Reading the records beneath this task, work out how many lines contain the word "temple" and reply with only that number.

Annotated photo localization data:
-------------------------

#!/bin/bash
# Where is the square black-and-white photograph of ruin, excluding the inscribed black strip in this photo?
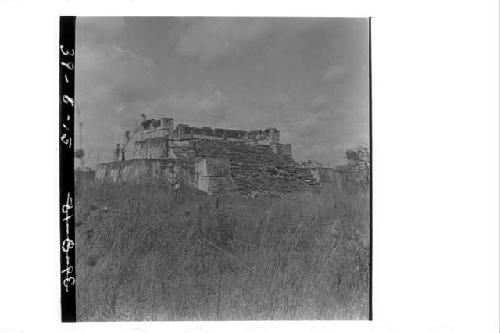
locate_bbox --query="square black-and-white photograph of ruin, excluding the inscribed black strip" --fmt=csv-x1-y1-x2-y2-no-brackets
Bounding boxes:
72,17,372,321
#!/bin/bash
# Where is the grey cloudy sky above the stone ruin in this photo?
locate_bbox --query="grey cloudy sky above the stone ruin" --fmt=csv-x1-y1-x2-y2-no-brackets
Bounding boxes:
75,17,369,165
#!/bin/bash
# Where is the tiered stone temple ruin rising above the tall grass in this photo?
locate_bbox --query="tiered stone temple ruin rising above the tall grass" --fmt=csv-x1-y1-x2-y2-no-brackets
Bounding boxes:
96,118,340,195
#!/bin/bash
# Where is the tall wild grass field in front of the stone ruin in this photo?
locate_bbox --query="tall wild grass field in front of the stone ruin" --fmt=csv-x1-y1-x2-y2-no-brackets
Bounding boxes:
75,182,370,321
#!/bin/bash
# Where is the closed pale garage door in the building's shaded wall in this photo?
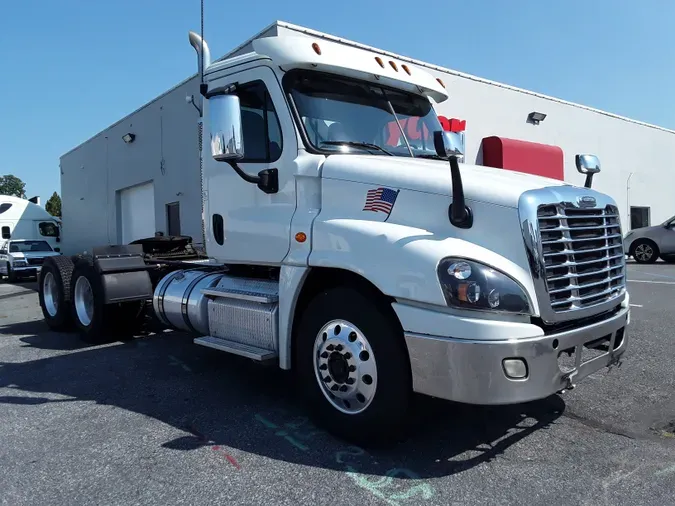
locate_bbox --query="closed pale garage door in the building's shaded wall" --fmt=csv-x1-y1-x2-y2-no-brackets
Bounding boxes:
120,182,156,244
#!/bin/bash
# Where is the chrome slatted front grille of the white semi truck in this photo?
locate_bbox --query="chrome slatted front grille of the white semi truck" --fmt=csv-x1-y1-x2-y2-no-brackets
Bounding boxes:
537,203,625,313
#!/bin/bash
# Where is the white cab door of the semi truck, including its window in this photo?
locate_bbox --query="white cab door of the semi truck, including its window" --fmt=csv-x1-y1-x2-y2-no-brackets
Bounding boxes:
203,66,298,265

-------------------------

§ Response to the task
2